**MATERIAL SHOWN:**
================================

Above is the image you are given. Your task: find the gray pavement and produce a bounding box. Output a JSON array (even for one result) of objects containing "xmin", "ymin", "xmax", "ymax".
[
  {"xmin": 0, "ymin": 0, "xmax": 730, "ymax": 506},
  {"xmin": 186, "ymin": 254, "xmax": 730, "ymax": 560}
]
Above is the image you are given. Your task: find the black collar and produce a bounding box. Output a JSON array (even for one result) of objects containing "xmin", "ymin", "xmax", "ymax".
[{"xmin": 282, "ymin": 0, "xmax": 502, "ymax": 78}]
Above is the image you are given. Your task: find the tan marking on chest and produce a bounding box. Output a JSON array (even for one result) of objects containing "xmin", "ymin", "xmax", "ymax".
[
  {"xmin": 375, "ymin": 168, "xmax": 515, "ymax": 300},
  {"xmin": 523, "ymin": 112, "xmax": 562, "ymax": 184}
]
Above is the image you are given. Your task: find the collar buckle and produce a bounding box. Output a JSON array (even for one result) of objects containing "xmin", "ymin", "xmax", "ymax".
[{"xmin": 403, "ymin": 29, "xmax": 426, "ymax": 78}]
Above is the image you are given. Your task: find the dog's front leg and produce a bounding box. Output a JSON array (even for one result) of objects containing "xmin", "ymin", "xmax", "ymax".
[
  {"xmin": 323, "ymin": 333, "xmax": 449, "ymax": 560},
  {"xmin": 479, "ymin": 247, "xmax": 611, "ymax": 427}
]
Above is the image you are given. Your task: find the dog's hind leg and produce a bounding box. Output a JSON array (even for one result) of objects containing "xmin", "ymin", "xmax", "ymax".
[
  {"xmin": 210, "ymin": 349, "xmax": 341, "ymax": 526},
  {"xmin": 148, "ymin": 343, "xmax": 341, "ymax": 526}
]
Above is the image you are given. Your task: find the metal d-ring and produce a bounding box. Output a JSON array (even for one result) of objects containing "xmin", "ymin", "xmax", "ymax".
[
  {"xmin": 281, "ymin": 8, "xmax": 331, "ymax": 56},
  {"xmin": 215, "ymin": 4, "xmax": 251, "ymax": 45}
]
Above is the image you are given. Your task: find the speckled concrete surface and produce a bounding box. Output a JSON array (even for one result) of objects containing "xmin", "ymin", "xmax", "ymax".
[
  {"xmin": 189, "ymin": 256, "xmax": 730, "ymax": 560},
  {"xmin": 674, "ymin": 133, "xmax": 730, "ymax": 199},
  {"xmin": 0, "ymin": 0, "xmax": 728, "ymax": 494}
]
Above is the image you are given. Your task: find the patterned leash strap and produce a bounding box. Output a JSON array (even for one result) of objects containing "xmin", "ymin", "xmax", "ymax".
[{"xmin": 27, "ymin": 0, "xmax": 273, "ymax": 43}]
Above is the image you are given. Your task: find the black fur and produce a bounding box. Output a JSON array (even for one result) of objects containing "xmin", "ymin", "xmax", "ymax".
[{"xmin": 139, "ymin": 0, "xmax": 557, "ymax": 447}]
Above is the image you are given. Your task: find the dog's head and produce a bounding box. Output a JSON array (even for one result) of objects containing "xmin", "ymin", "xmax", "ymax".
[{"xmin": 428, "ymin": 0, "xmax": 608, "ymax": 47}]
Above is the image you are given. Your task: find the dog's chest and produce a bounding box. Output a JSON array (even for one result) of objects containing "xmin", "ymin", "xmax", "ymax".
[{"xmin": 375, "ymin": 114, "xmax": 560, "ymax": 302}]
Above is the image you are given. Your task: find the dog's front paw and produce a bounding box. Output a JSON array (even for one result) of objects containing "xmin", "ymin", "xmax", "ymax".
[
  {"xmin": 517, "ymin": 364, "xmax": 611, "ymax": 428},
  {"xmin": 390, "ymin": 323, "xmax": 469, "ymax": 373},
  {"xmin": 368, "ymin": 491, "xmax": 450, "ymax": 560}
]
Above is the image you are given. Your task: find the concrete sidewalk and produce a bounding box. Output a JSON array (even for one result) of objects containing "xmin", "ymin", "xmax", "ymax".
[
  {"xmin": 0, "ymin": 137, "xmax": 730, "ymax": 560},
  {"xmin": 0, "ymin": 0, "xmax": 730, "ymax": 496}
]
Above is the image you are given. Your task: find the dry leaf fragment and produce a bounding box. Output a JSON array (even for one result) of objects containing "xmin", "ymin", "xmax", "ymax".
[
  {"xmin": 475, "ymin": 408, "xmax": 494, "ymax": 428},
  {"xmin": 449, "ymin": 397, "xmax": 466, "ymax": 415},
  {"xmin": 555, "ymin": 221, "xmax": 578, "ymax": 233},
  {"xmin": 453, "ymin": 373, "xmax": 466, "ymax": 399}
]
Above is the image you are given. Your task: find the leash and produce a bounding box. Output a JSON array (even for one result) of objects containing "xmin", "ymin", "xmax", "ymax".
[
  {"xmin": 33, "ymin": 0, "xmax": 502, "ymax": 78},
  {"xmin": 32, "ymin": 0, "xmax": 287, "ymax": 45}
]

================================

**JOB:** List each line of the listing above that contains the word "concrete". Case matters.

**EXERCISE ANSWER:**
Above is the image you are given. Your task: find the speckled concrete surface and produce a bounding box. Output a JSON array (even for one result) of objects containing "xmin", "ymin", "xmax", "ymax".
Above is the image you are given. Your task: find the concrete sidewalk and produce a bounding box. Output a JSON array (even for one result) of objects containing "xmin", "ymin", "xmax", "ymax".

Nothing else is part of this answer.